PROBLEM DESCRIPTION – Below is a block of records; repeat each one exactly.

Stored dataset items –
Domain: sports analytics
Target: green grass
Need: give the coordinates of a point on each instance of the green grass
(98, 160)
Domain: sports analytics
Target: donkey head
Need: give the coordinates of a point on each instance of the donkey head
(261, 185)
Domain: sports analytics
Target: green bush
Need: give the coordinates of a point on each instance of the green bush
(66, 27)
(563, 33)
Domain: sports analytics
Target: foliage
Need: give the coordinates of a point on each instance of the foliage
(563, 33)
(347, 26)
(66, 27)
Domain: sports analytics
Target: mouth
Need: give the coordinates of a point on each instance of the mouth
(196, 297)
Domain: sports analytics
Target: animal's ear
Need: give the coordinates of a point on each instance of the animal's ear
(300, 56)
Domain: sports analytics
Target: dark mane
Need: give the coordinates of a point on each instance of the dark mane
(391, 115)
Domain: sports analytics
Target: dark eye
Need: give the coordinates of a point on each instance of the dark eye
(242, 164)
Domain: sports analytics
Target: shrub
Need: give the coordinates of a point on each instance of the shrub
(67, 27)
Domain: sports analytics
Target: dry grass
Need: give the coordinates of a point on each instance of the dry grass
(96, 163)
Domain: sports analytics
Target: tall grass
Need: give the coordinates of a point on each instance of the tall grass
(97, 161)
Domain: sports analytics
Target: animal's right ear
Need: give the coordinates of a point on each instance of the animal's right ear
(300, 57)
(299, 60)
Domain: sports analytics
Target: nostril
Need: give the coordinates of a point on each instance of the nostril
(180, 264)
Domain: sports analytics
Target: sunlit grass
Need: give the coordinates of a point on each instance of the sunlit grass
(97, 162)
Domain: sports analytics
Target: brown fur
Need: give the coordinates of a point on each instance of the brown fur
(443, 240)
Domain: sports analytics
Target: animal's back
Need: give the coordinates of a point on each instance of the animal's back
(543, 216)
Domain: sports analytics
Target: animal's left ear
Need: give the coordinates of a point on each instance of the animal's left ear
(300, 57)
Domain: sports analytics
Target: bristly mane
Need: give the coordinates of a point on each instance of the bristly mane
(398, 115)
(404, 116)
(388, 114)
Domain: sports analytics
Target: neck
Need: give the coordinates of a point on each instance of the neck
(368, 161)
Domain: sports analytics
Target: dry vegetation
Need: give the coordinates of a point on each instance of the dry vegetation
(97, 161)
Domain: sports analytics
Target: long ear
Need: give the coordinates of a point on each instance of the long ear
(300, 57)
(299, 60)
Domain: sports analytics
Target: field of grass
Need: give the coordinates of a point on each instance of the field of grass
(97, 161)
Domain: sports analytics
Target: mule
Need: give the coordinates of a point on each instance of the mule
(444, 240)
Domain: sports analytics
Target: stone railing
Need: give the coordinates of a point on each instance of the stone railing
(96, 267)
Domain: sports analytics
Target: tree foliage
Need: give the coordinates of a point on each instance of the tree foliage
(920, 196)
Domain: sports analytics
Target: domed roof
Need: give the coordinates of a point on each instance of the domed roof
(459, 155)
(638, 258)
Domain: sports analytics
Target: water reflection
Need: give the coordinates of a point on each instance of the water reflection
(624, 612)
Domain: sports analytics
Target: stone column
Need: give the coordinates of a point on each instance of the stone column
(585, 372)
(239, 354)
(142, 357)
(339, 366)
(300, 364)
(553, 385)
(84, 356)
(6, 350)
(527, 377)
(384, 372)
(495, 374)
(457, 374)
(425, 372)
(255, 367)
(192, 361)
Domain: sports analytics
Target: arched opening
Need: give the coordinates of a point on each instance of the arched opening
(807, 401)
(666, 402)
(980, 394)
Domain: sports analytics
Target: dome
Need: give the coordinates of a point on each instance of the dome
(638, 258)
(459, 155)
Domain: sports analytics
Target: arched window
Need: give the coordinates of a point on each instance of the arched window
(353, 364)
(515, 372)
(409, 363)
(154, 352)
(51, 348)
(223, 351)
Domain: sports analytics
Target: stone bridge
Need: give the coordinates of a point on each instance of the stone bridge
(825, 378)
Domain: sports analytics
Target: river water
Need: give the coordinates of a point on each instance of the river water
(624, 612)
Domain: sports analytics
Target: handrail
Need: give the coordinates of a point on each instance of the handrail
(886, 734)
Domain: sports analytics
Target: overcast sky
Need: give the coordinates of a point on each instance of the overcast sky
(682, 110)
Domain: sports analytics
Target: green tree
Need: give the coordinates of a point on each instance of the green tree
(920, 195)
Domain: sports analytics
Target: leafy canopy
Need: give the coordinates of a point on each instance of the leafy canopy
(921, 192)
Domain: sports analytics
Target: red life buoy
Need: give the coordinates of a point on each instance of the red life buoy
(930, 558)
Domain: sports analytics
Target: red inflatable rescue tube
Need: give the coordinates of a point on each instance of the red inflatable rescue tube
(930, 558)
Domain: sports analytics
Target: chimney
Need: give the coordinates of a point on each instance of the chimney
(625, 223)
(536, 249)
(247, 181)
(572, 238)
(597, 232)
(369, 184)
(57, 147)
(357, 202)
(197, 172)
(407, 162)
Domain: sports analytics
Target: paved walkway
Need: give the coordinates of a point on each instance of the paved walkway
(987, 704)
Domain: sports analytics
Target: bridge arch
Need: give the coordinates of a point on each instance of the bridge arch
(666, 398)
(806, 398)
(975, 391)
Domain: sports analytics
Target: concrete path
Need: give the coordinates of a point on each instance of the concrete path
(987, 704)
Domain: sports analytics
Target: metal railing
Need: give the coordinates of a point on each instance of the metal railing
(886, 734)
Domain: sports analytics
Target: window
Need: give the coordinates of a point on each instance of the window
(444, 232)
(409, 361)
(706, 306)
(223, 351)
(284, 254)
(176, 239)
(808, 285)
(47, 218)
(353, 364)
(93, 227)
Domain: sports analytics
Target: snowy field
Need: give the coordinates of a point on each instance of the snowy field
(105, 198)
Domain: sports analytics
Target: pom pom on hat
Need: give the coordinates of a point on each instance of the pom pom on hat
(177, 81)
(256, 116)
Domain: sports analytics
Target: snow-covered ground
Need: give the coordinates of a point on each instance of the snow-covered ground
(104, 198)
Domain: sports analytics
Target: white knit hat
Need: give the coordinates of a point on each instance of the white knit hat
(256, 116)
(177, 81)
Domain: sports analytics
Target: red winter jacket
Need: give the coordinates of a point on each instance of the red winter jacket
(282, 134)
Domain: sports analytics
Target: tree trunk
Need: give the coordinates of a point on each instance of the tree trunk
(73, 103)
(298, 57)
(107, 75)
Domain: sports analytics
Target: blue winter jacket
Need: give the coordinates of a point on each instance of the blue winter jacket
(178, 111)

CORRECT ANSWER –
Domain: sports analytics
Target: green grass
Need: give the coordinates of a point on each instance of the green grass
(98, 160)
Domain: sports analytics
Target: donkey head
Need: give the coordinates of a point on each instance of the donkey head
(261, 185)
Domain: sports analytics
Target: green bush
Need: give the coordinates of a point on each instance of the green bush
(66, 27)
(563, 33)
Domain: sports analytics
Target: foliage
Need: give the coordinates of a point on each instance of the foliage
(563, 33)
(347, 26)
(66, 27)
Domain: sports analytics
Target: mouth
Need: give the coordinates of a point on each instance of the mouth
(196, 297)
Domain: sports analytics
Target: animal's ear
Need: give the coordinates of a point on each instance of the animal's ear
(300, 56)
Domain: sports analytics
Target: dark mane
Need: give the coordinates of a point on each instance of the dark mane
(391, 115)
Domain: sports analytics
Target: dark eye
Need: give the coordinates of a point on each instance of the dark eye
(242, 164)
Domain: sports analytics
Target: shrub
Need: give the coordinates of a point on each instance of the shrub
(67, 27)
Domain: sports analytics
Target: dry grass
Need: give the coordinates of a point on each instance of the dry grass
(96, 163)
Domain: sports analytics
Target: tall grass
Need: give the coordinates of a point on each instance of the tall grass
(97, 161)
Domain: sports analytics
Target: animal's right ear
Need: give the coordinates of a point on each instance of the animal's right ear
(300, 57)
(299, 60)
Domain: sports analytics
Target: nostril
Need: give the coordinates of a point on each instance of the nostril
(180, 264)
Domain: sports analytics
Target: sunlit grass
Need: give the coordinates of a point on each instance of the sunlit grass
(97, 162)
Domain: sports analytics
Target: brown fur
Need: give the coordinates of a point on each instance of the brown fur
(443, 240)
Domain: sports analytics
Target: animal's back
Need: give the coordinates of a point on each instance of the animal's back
(543, 216)
Domain: sports analytics
Target: animal's left ear
Need: give the coordinates of a point on each instance of the animal's left ear
(300, 57)
Domain: sports analytics
Target: bristly mane
Need: give the coordinates of a point on each instance of the bristly mane
(398, 115)
(404, 116)
(388, 114)
Domain: sports analytics
Target: neck
Need: give the coordinates of a point on each instance of the neck
(368, 161)
Domain: sports analytics
Target: dry vegetation
Need: give the coordinates of a point on each instance of the dry vegetation
(97, 161)
Domain: sports analytics
Target: long ear
Need: give the coordinates of a point on each instance of the long ear
(300, 57)
(299, 60)
Domain: sports analytics
Target: field of grass
Need: give the coordinates of a point on each instance of the field of grass
(97, 161)
Domain: sports analytics
Target: mule
Need: give the coordinates of a point on each instance of the mule
(444, 240)
Domain: sports analytics
Target: stone railing
Need: give the coordinates of a point on each instance of the stone railing
(96, 267)
Domain: sports analytics
Target: tree foliage
Need: give the coordinates of a point on each instance of the tree foliage
(920, 196)
Domain: sports analytics
Target: domed roof
Need: give the coordinates of a point on each instance of the domed roof
(459, 155)
(638, 258)
Domain: sports analytics
Target: water reflection
Need: give the coordinates of a point on each instance of the water reflection
(624, 612)
Domain: sports analytics
Target: stone column
Need: give the coordinates of a point on each instance of the stone column
(585, 372)
(239, 354)
(142, 357)
(339, 366)
(300, 364)
(553, 385)
(84, 356)
(6, 350)
(527, 377)
(384, 372)
(495, 374)
(457, 374)
(425, 372)
(255, 367)
(192, 361)
Domain: sports analytics
Target: arched opening
Need: give the coordinates of a point on each instance of the arched opening
(807, 401)
(666, 402)
(980, 394)
Domain: sports analytics
Target: dome
Need: give the coordinates of a point on each instance of the dome
(638, 258)
(459, 155)
Domain: sports analytics
Target: arched window
Need: give the coordinates of a point on each instance of the arched window
(353, 364)
(515, 372)
(409, 363)
(154, 352)
(51, 348)
(223, 351)
Domain: sports analytics
Target: stone bridge
Need: give the coordinates of a point on each instance of the stone bridge
(825, 378)
Domain: sports analytics
Target: river water
Need: give the coordinates of a point on each instance of the river water
(624, 612)
Domain: sports analytics
Target: handrail
Need: give the coordinates of a point on each instance of the handrail
(886, 734)
Domain: sports analytics
Target: overcast sky
Need: give the coordinates of a point on each instance of the overcast sky
(682, 110)
Domain: sports analytics
Target: green tree
Need: give the coordinates of a point on each instance of the green tree
(920, 195)
Domain: sports analytics
Target: leafy canopy
Need: give the coordinates of a point on each instance of the leafy canopy
(921, 192)
Domain: sports analytics
Target: red life buoy
Need: give the coordinates of a point on each instance of the red life buoy
(930, 558)
Domain: sports analytics
Target: red inflatable rescue tube
Need: give the coordinates of a point on each instance of the red inflatable rescue tube
(930, 558)
Domain: sports analytics
Target: chimney
Need: give the coordinates of a point on each instance of the chimney
(625, 223)
(536, 249)
(247, 181)
(572, 238)
(597, 232)
(369, 184)
(57, 147)
(357, 202)
(197, 172)
(407, 162)
Domain: sports analytics
Target: paved walkway
Need: give the coordinates of a point on each instance of the paved walkway
(987, 704)
Domain: sports analytics
Target: bridge arch
Need: give the coordinates of a point on each instance of the bridge arch
(666, 398)
(806, 398)
(975, 391)
Domain: sports analytics
Target: concrete path
Need: give the coordinates of a point on each instance of the concrete path
(987, 704)
Domain: sports analytics
Target: metal railing
Need: give the coordinates of a point on each instance of the metal railing
(886, 734)
Domain: sports analytics
Target: window
Need: give the coordinates of a point on each instance of the window
(444, 232)
(409, 361)
(706, 306)
(223, 351)
(284, 254)
(176, 239)
(808, 285)
(47, 218)
(353, 364)
(93, 227)
Domain: sports analytics
Target: snowy field
Need: give the coordinates of a point on each instance of the snowy field
(105, 198)
Domain: sports analytics
Target: pom pom on hat
Need: give the coordinates of a point on each instance of the pom pom on hat
(177, 81)
(256, 116)
Domain: sports analytics
Target: snow-covered ground
Need: give the coordinates of a point on each instance of the snow-covered ground
(104, 198)
Domain: sports analytics
Target: white knit hat
Need: give the coordinates of a point on each instance of the white knit hat
(256, 116)
(177, 81)
Domain: sports analytics
Target: red winter jacket
Need: give the coordinates of a point on each instance of the red winter jacket
(282, 134)
Domain: sports analytics
Target: tree trunk
Need: give the coordinates of a point on each instance of the tree trunk
(73, 103)
(298, 57)
(107, 75)
Domain: sports analytics
Target: blue winter jacket
Need: give the coordinates of a point on each instance of the blue winter jacket
(178, 111)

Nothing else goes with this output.